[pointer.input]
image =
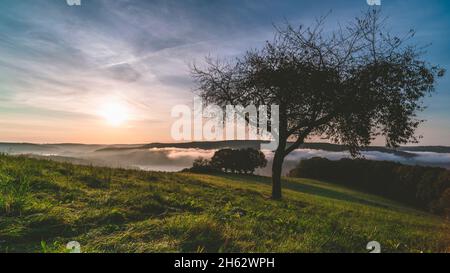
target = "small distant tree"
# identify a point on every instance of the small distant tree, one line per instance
(239, 161)
(349, 86)
(252, 159)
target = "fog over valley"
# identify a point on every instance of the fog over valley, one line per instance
(176, 157)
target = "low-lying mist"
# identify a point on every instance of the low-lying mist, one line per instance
(177, 159)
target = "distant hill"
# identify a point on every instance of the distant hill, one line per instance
(239, 144)
(128, 211)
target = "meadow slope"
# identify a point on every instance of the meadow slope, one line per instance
(45, 204)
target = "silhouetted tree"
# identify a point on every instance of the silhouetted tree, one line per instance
(349, 86)
(239, 161)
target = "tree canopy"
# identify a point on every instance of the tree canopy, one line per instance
(350, 86)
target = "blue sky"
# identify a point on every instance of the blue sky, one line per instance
(60, 65)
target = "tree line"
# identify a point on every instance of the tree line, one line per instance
(426, 188)
(243, 161)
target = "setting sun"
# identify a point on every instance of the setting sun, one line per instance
(114, 113)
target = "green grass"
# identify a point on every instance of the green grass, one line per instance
(44, 205)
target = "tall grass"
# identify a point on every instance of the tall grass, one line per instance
(14, 188)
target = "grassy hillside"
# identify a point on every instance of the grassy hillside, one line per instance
(44, 205)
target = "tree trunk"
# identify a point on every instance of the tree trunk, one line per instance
(276, 175)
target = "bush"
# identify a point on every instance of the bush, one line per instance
(422, 187)
(239, 161)
(228, 160)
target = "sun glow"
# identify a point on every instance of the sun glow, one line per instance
(114, 113)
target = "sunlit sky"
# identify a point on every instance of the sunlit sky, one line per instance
(109, 71)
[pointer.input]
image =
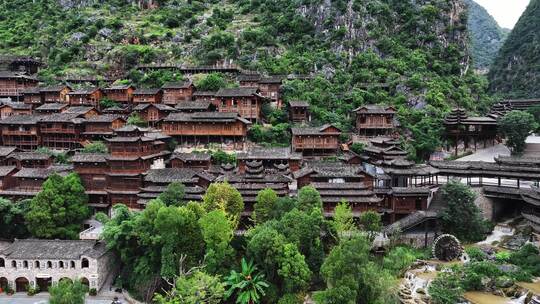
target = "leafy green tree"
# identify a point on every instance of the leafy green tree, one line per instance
(343, 221)
(309, 198)
(67, 292)
(217, 231)
(265, 205)
(516, 126)
(95, 147)
(173, 195)
(293, 269)
(351, 277)
(211, 82)
(225, 197)
(247, 285)
(195, 288)
(461, 217)
(12, 223)
(59, 209)
(370, 221)
(136, 120)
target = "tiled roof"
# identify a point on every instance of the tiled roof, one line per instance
(32, 249)
(237, 92)
(147, 91)
(52, 107)
(89, 158)
(177, 85)
(269, 153)
(298, 104)
(192, 156)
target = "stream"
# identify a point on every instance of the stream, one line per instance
(414, 287)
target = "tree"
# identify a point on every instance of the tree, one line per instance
(293, 269)
(67, 292)
(461, 217)
(195, 288)
(95, 147)
(12, 223)
(516, 126)
(225, 197)
(265, 205)
(351, 277)
(217, 231)
(173, 195)
(136, 120)
(248, 285)
(371, 224)
(211, 82)
(343, 221)
(309, 198)
(58, 210)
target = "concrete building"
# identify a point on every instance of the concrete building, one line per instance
(41, 263)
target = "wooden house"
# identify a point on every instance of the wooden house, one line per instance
(5, 152)
(13, 84)
(195, 106)
(206, 96)
(6, 177)
(337, 181)
(201, 161)
(299, 111)
(32, 96)
(14, 108)
(316, 140)
(153, 112)
(92, 168)
(120, 93)
(375, 120)
(55, 94)
(469, 131)
(82, 111)
(205, 127)
(248, 80)
(101, 126)
(270, 88)
(50, 108)
(156, 182)
(131, 154)
(272, 160)
(176, 92)
(245, 101)
(62, 131)
(21, 131)
(29, 160)
(147, 96)
(85, 97)
(29, 181)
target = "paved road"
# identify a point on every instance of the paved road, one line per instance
(24, 299)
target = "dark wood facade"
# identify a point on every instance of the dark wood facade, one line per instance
(316, 141)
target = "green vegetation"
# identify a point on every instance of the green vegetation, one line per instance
(67, 292)
(515, 72)
(516, 126)
(487, 36)
(58, 210)
(461, 217)
(95, 147)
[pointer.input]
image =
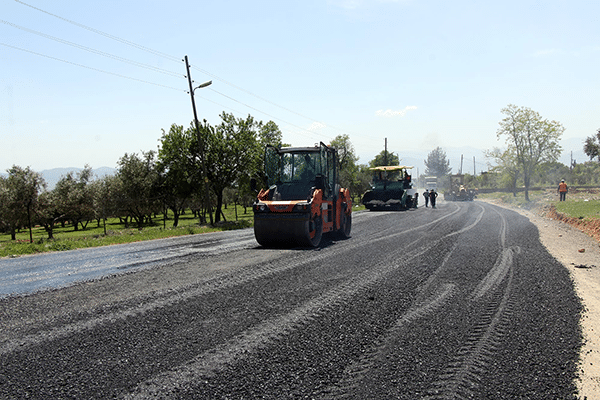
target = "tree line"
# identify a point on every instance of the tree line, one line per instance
(224, 158)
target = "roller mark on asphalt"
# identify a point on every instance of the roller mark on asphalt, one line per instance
(212, 361)
(461, 377)
(167, 298)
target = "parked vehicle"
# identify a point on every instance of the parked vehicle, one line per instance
(391, 189)
(303, 199)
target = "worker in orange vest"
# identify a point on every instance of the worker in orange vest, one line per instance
(562, 190)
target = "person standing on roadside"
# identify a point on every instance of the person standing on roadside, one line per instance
(426, 197)
(432, 196)
(562, 190)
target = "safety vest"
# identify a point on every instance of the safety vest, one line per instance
(562, 187)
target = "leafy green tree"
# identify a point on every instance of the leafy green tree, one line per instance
(591, 146)
(18, 198)
(506, 165)
(179, 174)
(346, 161)
(47, 212)
(138, 179)
(74, 198)
(232, 151)
(385, 158)
(437, 164)
(105, 198)
(531, 139)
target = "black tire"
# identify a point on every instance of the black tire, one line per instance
(346, 226)
(314, 232)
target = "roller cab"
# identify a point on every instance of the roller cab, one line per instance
(391, 189)
(303, 200)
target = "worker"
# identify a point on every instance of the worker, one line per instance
(562, 190)
(432, 196)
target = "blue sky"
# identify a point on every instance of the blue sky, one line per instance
(84, 82)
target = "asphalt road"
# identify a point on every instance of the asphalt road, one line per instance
(458, 302)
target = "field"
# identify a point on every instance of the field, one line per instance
(116, 233)
(581, 209)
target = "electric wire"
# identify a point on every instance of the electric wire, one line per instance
(107, 35)
(90, 68)
(177, 59)
(91, 50)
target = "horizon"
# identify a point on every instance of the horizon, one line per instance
(86, 82)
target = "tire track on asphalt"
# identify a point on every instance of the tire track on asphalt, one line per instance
(265, 333)
(168, 298)
(357, 374)
(462, 376)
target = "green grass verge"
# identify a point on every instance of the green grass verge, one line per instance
(116, 233)
(535, 198)
(579, 208)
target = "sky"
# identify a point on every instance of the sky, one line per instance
(85, 82)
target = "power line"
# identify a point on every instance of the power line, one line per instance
(91, 50)
(90, 68)
(99, 32)
(177, 59)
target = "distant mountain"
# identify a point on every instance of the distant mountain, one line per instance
(52, 176)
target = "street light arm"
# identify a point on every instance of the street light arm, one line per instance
(205, 84)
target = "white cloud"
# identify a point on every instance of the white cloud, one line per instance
(354, 4)
(546, 52)
(316, 127)
(391, 113)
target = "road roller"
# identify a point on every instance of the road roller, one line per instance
(303, 199)
(391, 189)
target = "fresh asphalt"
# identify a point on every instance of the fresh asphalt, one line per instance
(461, 301)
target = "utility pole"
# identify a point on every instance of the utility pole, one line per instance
(385, 153)
(200, 139)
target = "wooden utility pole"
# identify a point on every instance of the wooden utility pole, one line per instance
(200, 144)
(385, 153)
========
Job.
Select every line in the listing above that contains the string "wire", matching case exactly, and copy each one.

The reply.
target = "electric wire"
# identify a point on every instance of the electric wire, one line per instance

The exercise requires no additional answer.